▸ **Task**: Your answer should consist only of the lines below from the one with "like [(440, 30)]" through the one with "like [(136, 442)]", copied exactly.

(Data for review begins)

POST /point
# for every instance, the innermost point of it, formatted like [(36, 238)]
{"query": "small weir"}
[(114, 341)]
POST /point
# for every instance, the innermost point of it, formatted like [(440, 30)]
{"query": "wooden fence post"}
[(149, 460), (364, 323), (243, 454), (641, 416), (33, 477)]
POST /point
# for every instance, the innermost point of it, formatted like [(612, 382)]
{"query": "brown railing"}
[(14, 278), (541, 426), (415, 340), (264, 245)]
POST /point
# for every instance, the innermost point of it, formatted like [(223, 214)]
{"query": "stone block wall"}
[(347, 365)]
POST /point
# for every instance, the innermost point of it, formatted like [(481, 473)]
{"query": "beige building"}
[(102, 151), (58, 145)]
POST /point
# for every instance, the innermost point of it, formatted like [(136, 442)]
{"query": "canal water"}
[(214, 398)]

(Data for review ends)

▸ **Answer area**:
# for every instance, the innermost point of it, formatted like [(440, 30)]
{"query": "wooden fence post"}
[(149, 460), (364, 323), (243, 454), (641, 416), (33, 477)]
POST /point
# for every instance, the innermost point of it, formatted like [(612, 382)]
{"query": "brown railing"}
[(14, 278), (541, 426), (415, 340), (264, 245)]
POST /point
# for every instance, the innermost point of it, formatted like [(223, 214)]
{"query": "stone block wall"}
[(347, 365)]
POST /point
# for every instance, the innermost point of it, formatted like [(481, 473)]
{"query": "beige building"}
[(102, 151), (58, 145)]
POST /point
# for every instance, the innermost point of it, formatted like [(136, 442)]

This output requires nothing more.